REQUIREMENT
Could you show all lines in the entries below that contain the string "white"?

DATA RECORDS
|---|

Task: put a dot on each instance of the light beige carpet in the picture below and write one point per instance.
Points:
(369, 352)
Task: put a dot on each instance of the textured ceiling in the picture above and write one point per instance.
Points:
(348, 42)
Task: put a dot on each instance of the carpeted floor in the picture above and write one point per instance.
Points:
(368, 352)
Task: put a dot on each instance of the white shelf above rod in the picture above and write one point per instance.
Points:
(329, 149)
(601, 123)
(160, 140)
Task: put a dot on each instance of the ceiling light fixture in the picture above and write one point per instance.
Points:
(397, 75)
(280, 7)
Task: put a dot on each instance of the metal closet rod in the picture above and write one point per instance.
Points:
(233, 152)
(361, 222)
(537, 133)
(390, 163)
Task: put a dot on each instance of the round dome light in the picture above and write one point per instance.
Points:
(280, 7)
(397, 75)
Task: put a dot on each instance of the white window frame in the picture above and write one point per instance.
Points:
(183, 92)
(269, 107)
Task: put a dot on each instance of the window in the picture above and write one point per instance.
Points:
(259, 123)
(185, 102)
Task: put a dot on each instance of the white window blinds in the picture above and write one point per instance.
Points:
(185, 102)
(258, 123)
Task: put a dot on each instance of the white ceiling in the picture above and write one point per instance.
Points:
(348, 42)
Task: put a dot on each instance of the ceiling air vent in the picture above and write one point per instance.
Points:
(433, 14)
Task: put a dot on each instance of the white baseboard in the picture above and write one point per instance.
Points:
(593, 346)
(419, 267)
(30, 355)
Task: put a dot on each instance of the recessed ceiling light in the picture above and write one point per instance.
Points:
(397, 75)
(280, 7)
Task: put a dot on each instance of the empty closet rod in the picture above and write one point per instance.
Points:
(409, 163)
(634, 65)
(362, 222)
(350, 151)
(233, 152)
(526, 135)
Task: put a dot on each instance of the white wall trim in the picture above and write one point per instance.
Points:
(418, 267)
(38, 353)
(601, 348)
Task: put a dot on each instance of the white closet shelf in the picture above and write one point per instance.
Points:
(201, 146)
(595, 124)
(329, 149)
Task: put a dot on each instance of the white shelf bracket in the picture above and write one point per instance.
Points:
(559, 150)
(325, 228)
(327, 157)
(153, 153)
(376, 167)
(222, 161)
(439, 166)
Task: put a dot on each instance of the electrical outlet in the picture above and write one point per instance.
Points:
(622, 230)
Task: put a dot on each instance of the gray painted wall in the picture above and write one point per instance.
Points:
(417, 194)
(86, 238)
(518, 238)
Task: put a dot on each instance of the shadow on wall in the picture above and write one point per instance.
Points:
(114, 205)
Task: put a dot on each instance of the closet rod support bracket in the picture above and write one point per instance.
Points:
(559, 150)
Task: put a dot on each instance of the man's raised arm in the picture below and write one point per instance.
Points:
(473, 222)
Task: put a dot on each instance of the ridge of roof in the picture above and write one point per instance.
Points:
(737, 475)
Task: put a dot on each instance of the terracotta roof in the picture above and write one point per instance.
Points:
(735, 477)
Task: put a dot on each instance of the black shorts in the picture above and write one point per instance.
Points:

|---|

EXERCISE SOLUTION
Task: put a dot on each instance of the white shelf above rod in the picture above and write one point per instance.
Task: put a dot on each instance of the white window frame in the picture above and write one point per instance.
Task: put a dot on each instance of the white window blinds in the picture above and write one point per instance.
Task: put a dot on each instance of the white ceiling in the picture above and write one point per instance.
Task: put a dot on each instance of the white baseboard in the picture above and write one point per instance.
Task: put a dot on each instance of the white wall trim in the picture above and write one point per instance.
Task: put a dot on each instance of the white closet shelf in the picture above and write one point per instance.
Task: put a dot on each instance of the white shelf bracket in the picture above and write one point per instance.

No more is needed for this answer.